• _TASK DETAILS_
Among the lines listed below, count those that include the string "blue", and state only the count.

• _DATA SUPPLIED_
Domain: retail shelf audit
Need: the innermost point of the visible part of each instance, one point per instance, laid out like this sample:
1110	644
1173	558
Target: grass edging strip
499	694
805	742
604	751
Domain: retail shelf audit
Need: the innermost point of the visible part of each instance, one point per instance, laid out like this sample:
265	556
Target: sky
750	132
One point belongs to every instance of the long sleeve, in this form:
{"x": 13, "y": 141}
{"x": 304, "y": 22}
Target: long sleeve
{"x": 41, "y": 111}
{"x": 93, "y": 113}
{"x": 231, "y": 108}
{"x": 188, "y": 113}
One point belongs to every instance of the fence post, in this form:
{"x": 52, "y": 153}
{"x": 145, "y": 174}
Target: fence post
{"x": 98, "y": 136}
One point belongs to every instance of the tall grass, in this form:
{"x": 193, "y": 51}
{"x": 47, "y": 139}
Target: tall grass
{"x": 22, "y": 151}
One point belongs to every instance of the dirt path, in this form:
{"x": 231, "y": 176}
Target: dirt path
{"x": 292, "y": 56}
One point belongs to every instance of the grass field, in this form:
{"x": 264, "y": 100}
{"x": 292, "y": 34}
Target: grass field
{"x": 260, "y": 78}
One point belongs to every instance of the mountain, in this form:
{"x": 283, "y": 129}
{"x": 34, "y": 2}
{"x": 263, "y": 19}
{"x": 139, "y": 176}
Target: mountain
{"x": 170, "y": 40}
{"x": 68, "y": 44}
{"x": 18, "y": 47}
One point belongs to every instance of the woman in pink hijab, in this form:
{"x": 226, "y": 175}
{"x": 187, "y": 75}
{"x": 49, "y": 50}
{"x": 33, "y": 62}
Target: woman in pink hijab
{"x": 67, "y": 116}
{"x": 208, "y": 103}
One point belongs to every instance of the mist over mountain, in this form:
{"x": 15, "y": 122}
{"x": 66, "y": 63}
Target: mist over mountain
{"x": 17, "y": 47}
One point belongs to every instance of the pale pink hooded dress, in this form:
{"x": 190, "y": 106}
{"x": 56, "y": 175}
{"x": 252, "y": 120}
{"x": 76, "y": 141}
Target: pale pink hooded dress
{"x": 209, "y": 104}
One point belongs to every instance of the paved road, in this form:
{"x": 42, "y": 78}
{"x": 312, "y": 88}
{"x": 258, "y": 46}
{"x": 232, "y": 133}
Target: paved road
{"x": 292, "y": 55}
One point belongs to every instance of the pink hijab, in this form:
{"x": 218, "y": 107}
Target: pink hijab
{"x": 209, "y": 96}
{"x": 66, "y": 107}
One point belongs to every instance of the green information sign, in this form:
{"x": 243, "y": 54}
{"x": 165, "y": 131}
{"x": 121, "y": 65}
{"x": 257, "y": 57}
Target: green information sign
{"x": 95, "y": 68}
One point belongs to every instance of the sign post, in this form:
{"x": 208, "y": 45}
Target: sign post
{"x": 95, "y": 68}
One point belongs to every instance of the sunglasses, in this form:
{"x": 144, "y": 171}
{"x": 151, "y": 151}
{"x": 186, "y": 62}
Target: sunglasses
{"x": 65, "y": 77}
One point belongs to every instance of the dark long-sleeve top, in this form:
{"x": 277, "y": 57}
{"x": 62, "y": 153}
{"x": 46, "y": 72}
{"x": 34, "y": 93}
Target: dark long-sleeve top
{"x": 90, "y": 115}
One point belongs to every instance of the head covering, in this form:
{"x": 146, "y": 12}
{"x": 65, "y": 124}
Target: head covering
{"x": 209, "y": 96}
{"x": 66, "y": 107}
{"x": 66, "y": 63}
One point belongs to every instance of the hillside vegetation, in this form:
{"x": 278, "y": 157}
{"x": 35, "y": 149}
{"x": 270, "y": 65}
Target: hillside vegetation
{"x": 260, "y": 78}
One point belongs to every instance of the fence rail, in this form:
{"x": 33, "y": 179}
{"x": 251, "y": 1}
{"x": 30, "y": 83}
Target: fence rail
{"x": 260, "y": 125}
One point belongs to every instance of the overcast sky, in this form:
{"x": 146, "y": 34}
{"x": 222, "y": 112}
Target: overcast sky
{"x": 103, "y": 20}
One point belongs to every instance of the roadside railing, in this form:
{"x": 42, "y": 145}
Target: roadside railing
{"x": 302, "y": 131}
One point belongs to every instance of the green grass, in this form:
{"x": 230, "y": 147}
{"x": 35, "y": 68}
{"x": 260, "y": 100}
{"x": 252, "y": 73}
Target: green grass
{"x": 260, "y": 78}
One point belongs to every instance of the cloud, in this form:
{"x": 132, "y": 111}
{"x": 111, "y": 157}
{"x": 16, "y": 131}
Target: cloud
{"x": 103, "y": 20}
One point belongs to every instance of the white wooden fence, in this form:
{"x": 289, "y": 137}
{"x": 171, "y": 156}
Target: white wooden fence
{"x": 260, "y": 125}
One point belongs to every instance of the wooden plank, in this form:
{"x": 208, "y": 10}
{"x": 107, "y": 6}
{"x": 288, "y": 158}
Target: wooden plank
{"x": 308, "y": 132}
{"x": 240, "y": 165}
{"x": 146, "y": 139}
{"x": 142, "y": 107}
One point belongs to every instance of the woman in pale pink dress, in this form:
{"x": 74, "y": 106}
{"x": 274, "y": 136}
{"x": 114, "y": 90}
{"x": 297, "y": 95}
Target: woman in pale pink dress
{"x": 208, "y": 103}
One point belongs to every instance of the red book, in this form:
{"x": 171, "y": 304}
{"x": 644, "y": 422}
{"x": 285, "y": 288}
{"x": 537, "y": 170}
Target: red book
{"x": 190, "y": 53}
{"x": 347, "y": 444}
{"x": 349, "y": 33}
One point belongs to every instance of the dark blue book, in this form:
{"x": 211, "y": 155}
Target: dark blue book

• _YOUR RESPONSE_
2